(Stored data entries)
☆ ☆ ☆ ☆ ☆ ☆ ☆
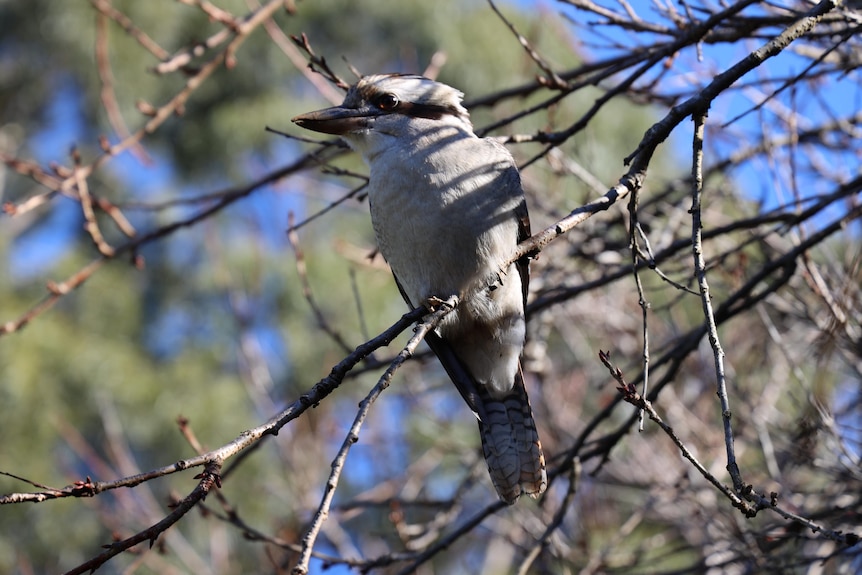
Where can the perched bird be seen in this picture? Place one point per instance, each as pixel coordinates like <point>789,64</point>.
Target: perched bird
<point>448,211</point>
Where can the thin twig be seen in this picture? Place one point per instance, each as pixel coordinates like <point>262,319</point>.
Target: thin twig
<point>428,323</point>
<point>706,300</point>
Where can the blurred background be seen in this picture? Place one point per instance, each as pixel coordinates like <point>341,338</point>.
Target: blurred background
<point>149,293</point>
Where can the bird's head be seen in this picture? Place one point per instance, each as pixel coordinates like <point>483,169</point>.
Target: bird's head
<point>389,105</point>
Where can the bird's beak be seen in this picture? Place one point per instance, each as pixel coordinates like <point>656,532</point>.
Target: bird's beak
<point>337,120</point>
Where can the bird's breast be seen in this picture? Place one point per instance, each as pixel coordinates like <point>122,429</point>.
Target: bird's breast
<point>442,225</point>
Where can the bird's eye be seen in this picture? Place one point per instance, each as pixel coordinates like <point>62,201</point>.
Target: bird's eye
<point>387,102</point>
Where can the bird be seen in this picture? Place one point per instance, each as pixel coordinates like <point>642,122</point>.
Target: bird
<point>448,211</point>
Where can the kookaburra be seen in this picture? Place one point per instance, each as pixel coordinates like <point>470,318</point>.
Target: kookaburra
<point>448,211</point>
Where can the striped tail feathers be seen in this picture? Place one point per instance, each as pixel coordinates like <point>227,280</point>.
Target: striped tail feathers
<point>510,441</point>
<point>511,444</point>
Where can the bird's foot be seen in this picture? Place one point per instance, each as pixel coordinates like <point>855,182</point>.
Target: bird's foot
<point>433,303</point>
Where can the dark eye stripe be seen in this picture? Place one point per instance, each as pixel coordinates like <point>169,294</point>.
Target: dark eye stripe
<point>430,111</point>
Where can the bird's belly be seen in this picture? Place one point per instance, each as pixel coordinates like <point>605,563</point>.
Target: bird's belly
<point>429,254</point>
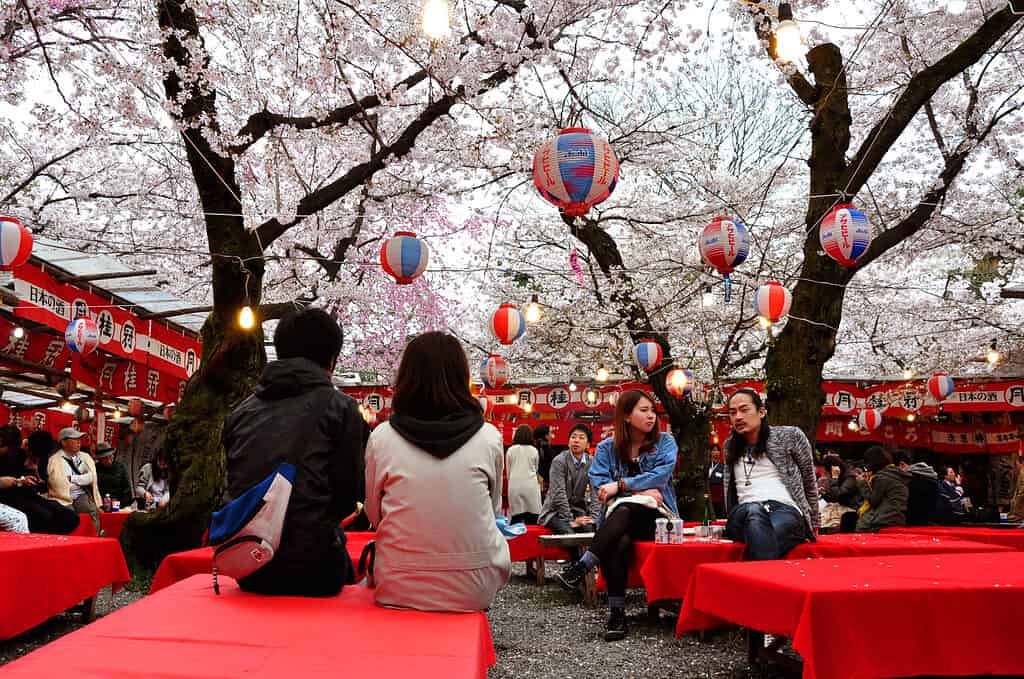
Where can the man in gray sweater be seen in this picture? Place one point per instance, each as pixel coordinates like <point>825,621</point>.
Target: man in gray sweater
<point>568,508</point>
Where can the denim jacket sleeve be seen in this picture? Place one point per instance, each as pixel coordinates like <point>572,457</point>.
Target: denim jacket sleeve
<point>660,473</point>
<point>602,467</point>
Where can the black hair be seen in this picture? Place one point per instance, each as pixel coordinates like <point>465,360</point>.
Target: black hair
<point>585,429</point>
<point>877,458</point>
<point>311,334</point>
<point>736,443</point>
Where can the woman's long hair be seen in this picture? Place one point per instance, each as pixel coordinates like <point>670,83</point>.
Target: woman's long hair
<point>736,444</point>
<point>624,407</point>
<point>433,379</point>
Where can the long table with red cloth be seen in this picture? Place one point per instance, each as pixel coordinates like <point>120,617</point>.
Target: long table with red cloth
<point>111,522</point>
<point>665,570</point>
<point>1013,538</point>
<point>185,564</point>
<point>948,614</point>
<point>185,630</point>
<point>44,575</point>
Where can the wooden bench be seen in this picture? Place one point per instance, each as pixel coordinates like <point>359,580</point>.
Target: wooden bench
<point>580,541</point>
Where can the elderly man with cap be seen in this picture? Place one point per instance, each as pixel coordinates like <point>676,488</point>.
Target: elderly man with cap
<point>112,475</point>
<point>72,476</point>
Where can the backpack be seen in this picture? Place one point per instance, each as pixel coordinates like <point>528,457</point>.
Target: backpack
<point>247,532</point>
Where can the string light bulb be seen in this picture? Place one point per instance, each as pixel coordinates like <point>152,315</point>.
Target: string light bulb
<point>788,42</point>
<point>532,310</point>
<point>247,320</point>
<point>435,19</point>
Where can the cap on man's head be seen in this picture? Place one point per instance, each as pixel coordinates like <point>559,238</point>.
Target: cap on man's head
<point>70,432</point>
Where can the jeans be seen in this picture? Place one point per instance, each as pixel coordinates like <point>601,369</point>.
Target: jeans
<point>768,528</point>
<point>613,543</point>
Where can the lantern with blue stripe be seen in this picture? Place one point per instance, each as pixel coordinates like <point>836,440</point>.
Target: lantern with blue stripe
<point>507,324</point>
<point>15,243</point>
<point>403,257</point>
<point>494,372</point>
<point>82,336</point>
<point>576,170</point>
<point>647,353</point>
<point>845,235</point>
<point>724,245</point>
<point>941,386</point>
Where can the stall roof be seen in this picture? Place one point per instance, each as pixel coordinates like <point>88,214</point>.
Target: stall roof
<point>139,291</point>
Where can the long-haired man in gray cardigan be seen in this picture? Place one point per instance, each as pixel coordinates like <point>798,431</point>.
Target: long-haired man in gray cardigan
<point>771,495</point>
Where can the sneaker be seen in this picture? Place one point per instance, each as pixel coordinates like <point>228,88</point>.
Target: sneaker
<point>615,628</point>
<point>571,576</point>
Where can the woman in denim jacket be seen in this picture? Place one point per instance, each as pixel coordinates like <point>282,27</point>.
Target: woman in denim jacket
<point>636,461</point>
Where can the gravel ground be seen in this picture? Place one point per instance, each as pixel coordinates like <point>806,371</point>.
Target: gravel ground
<point>546,632</point>
<point>538,632</point>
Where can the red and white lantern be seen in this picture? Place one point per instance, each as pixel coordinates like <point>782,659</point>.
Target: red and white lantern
<point>941,386</point>
<point>869,419</point>
<point>772,301</point>
<point>507,324</point>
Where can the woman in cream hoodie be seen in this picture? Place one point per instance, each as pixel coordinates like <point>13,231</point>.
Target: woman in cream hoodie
<point>434,486</point>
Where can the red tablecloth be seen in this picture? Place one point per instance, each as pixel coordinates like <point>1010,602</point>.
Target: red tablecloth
<point>41,576</point>
<point>875,617</point>
<point>1013,538</point>
<point>666,569</point>
<point>185,564</point>
<point>187,631</point>
<point>525,546</point>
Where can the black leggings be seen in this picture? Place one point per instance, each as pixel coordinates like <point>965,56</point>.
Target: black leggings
<point>613,543</point>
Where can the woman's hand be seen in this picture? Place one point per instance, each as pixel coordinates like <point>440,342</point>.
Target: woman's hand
<point>654,493</point>
<point>607,491</point>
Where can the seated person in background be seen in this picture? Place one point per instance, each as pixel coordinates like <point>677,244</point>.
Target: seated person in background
<point>72,476</point>
<point>568,507</point>
<point>924,490</point>
<point>153,486</point>
<point>113,475</point>
<point>889,493</point>
<point>297,414</point>
<point>771,493</point>
<point>843,490</point>
<point>43,514</point>
<point>951,508</point>
<point>434,487</point>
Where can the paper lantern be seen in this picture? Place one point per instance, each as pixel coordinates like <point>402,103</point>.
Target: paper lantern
<point>724,245</point>
<point>576,170</point>
<point>845,235</point>
<point>82,336</point>
<point>772,301</point>
<point>507,324</point>
<point>494,372</point>
<point>679,382</point>
<point>403,257</point>
<point>869,419</point>
<point>647,353</point>
<point>941,386</point>
<point>15,243</point>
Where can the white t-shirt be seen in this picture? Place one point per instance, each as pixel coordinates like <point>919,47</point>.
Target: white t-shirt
<point>765,481</point>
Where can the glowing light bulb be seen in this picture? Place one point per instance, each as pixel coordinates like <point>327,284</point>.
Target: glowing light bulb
<point>435,19</point>
<point>788,42</point>
<point>247,320</point>
<point>532,310</point>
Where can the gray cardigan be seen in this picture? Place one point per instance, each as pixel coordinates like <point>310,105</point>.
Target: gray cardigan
<point>567,492</point>
<point>790,451</point>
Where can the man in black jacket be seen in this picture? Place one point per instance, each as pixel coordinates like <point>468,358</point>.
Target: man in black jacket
<point>296,414</point>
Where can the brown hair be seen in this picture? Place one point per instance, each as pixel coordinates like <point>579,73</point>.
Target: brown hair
<point>433,378</point>
<point>523,435</point>
<point>624,407</point>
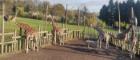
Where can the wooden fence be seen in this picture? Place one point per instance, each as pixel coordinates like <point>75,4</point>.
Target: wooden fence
<point>126,45</point>
<point>14,43</point>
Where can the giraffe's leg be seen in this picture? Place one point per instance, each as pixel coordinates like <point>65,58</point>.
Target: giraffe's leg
<point>27,46</point>
<point>36,43</point>
<point>106,42</point>
<point>100,43</point>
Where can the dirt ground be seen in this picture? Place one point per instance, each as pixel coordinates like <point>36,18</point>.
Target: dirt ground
<point>74,50</point>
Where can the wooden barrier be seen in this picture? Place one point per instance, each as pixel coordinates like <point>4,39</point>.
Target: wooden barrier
<point>16,43</point>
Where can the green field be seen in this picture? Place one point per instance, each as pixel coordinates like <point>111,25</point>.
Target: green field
<point>11,26</point>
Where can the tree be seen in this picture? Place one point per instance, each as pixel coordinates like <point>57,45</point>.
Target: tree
<point>109,13</point>
<point>58,10</point>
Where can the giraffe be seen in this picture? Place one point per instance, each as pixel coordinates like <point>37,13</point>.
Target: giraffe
<point>102,36</point>
<point>31,35</point>
<point>57,32</point>
<point>123,36</point>
<point>133,42</point>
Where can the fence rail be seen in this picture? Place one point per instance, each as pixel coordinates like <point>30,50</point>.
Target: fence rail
<point>45,38</point>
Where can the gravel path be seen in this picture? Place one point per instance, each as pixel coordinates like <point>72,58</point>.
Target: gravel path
<point>74,50</point>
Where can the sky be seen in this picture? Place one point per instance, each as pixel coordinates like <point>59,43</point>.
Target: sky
<point>92,5</point>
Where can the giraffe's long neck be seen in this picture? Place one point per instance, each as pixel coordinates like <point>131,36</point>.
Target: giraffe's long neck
<point>26,27</point>
<point>128,30</point>
<point>54,25</point>
<point>99,30</point>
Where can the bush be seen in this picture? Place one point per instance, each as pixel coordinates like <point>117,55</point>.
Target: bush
<point>101,24</point>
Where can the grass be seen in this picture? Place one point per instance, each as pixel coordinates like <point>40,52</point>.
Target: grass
<point>11,26</point>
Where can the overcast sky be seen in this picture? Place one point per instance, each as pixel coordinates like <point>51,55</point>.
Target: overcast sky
<point>92,5</point>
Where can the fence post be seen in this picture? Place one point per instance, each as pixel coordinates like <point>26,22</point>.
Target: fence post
<point>2,40</point>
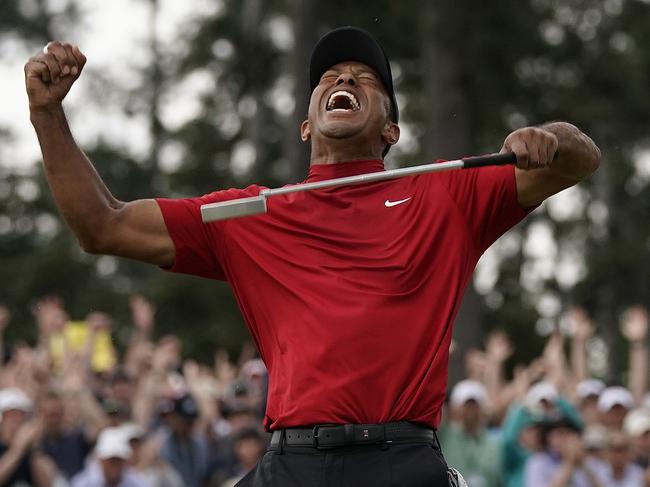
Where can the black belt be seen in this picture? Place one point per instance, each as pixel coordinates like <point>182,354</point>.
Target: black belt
<point>336,435</point>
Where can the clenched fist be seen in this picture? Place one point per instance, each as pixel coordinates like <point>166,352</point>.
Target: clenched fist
<point>535,147</point>
<point>50,74</point>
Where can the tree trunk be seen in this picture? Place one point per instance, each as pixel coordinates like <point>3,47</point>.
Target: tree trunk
<point>306,33</point>
<point>447,135</point>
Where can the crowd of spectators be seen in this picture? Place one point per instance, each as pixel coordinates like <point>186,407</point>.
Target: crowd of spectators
<point>552,425</point>
<point>76,413</point>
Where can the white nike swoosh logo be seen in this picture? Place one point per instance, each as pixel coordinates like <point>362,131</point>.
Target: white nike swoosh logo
<point>389,203</point>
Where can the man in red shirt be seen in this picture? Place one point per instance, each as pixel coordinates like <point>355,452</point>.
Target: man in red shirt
<point>349,292</point>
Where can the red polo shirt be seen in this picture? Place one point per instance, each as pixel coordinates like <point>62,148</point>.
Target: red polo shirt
<point>350,293</point>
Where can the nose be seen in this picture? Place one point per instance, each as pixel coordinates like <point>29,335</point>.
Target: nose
<point>346,78</point>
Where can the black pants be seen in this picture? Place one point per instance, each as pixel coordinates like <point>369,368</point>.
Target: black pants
<point>408,464</point>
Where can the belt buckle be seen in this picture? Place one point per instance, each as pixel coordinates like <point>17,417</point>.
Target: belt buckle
<point>314,437</point>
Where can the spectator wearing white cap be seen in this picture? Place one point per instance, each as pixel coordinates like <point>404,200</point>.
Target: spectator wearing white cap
<point>562,463</point>
<point>111,468</point>
<point>613,404</point>
<point>468,446</point>
<point>149,469</point>
<point>20,461</point>
<point>587,393</point>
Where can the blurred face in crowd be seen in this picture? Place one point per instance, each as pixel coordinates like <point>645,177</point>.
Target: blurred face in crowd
<point>249,451</point>
<point>122,390</point>
<point>614,417</point>
<point>136,450</point>
<point>52,411</point>
<point>530,438</point>
<point>469,415</point>
<point>179,424</point>
<point>11,421</point>
<point>589,409</point>
<point>618,451</point>
<point>113,469</point>
<point>559,438</point>
<point>241,420</point>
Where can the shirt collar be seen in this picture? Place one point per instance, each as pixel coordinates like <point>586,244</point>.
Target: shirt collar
<point>320,172</point>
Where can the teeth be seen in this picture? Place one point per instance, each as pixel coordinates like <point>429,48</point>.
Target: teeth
<point>353,101</point>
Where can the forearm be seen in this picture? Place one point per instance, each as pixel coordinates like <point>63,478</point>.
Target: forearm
<point>577,155</point>
<point>579,360</point>
<point>638,369</point>
<point>80,194</point>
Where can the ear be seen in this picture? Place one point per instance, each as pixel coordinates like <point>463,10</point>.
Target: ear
<point>390,133</point>
<point>305,132</point>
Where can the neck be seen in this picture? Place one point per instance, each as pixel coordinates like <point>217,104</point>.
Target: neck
<point>343,150</point>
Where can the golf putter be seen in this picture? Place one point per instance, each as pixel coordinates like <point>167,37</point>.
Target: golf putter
<point>256,205</point>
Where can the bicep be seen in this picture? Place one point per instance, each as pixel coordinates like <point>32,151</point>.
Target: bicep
<point>534,186</point>
<point>137,231</point>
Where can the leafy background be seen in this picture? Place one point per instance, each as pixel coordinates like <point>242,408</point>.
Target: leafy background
<point>218,103</point>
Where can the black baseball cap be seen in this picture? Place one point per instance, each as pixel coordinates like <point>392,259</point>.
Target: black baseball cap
<point>352,44</point>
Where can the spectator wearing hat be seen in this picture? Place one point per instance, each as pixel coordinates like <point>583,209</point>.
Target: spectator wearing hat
<point>184,448</point>
<point>587,394</point>
<point>111,468</point>
<point>521,431</point>
<point>149,469</point>
<point>614,404</point>
<point>468,446</point>
<point>67,445</point>
<point>562,463</point>
<point>21,462</point>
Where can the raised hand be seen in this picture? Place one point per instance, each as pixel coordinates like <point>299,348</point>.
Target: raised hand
<point>50,315</point>
<point>581,326</point>
<point>5,318</point>
<point>498,346</point>
<point>634,323</point>
<point>49,75</point>
<point>99,321</point>
<point>535,147</point>
<point>142,313</point>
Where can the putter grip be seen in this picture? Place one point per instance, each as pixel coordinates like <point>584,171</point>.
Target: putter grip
<point>490,160</point>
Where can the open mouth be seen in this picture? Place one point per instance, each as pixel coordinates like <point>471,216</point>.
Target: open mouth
<point>343,101</point>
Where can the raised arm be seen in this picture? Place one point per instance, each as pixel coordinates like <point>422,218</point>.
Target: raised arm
<point>101,223</point>
<point>550,158</point>
<point>634,327</point>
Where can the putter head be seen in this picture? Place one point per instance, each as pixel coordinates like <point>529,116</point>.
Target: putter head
<point>224,210</point>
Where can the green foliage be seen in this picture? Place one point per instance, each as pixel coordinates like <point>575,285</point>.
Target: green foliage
<point>515,63</point>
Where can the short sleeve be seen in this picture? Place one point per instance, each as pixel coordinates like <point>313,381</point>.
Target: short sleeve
<point>487,197</point>
<point>197,244</point>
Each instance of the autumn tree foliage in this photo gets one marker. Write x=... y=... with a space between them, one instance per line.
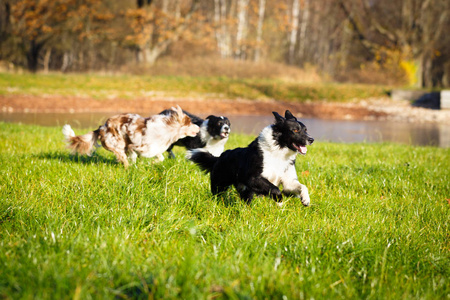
x=374 y=39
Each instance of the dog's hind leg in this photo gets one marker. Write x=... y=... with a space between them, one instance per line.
x=298 y=190
x=169 y=150
x=262 y=186
x=245 y=193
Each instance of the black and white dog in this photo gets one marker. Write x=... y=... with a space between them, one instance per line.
x=264 y=165
x=213 y=134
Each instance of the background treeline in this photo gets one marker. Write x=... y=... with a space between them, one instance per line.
x=372 y=41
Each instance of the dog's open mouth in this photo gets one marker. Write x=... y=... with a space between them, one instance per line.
x=301 y=149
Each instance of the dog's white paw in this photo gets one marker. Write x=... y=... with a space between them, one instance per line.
x=304 y=195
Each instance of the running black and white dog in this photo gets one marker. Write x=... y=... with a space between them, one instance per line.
x=212 y=137
x=264 y=165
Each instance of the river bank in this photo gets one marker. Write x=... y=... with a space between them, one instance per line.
x=370 y=109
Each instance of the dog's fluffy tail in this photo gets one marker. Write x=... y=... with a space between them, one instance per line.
x=202 y=158
x=82 y=144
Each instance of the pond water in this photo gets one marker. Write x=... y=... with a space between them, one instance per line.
x=321 y=130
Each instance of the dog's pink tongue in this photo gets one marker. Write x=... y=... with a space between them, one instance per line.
x=302 y=149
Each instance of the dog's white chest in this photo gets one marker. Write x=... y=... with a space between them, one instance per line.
x=276 y=167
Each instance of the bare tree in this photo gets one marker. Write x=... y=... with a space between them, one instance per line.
x=259 y=29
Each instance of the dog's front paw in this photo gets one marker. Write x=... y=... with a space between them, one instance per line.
x=304 y=196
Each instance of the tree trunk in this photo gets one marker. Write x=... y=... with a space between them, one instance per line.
x=47 y=59
x=241 y=34
x=294 y=31
x=33 y=55
x=259 y=29
x=303 y=26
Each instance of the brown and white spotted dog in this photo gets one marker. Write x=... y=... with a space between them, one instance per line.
x=130 y=135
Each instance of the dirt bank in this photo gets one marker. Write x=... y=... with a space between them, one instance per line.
x=371 y=109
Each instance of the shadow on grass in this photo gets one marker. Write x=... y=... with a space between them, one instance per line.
x=82 y=159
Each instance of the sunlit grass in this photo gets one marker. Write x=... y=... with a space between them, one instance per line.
x=84 y=227
x=129 y=87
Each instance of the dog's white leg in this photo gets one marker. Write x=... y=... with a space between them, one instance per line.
x=133 y=156
x=159 y=158
x=298 y=190
x=304 y=195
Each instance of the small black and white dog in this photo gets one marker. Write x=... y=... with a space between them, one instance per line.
x=213 y=134
x=264 y=165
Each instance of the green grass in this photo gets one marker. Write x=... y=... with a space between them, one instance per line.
x=75 y=227
x=129 y=87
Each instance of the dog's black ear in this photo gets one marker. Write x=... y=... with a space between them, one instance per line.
x=288 y=115
x=278 y=118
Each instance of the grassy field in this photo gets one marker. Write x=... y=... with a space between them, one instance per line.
x=85 y=228
x=129 y=87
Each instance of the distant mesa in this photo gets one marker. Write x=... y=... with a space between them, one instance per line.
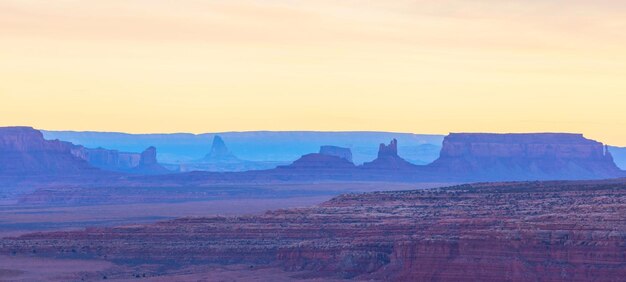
x=329 y=157
x=320 y=161
x=105 y=159
x=148 y=163
x=219 y=152
x=388 y=158
x=525 y=156
x=24 y=151
x=341 y=152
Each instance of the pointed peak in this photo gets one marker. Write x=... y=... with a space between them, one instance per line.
x=390 y=150
x=219 y=147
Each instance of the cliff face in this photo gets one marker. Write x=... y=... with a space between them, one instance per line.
x=148 y=163
x=219 y=152
x=344 y=153
x=388 y=158
x=525 y=156
x=320 y=161
x=112 y=160
x=549 y=231
x=24 y=151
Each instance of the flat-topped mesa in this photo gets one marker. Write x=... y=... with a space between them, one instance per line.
x=341 y=152
x=24 y=151
x=526 y=156
x=390 y=150
x=320 y=161
x=148 y=163
x=388 y=158
x=106 y=159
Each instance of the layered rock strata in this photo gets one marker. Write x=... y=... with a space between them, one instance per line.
x=549 y=231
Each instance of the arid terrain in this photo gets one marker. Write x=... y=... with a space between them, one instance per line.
x=548 y=231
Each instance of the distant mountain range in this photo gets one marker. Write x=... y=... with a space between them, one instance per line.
x=464 y=157
x=258 y=146
x=619 y=155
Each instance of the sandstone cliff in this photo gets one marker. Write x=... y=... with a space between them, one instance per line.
x=525 y=156
x=388 y=159
x=24 y=151
x=341 y=152
x=547 y=231
x=148 y=163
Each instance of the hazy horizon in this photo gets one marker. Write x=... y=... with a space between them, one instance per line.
x=402 y=66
☆ ☆ ☆ ☆ ☆ ☆ ☆
- TASK DESCRIPTION
Look above for the line with "Each instance of the arid", then copy it and each later line exactly, stopping at the last line of the records.

- RESULT
Each instance of the arid terrain in this photo gets one marker. Write x=... y=... with a space between them, one instance per line.
x=548 y=231
Each instance of the distant mountain range in this photo gets one marker. Write x=... y=... with a space between them, one instance per line.
x=464 y=157
x=258 y=146
x=619 y=155
Each instance of the sandstone cliff in this photo gets one marker. Write x=... y=... with a space between them, one instance per line.
x=525 y=156
x=388 y=159
x=24 y=151
x=341 y=152
x=547 y=231
x=148 y=163
Each instance of the hazy horizon in this photo gets one marker. Write x=... y=... with a space between them, one instance per line.
x=402 y=66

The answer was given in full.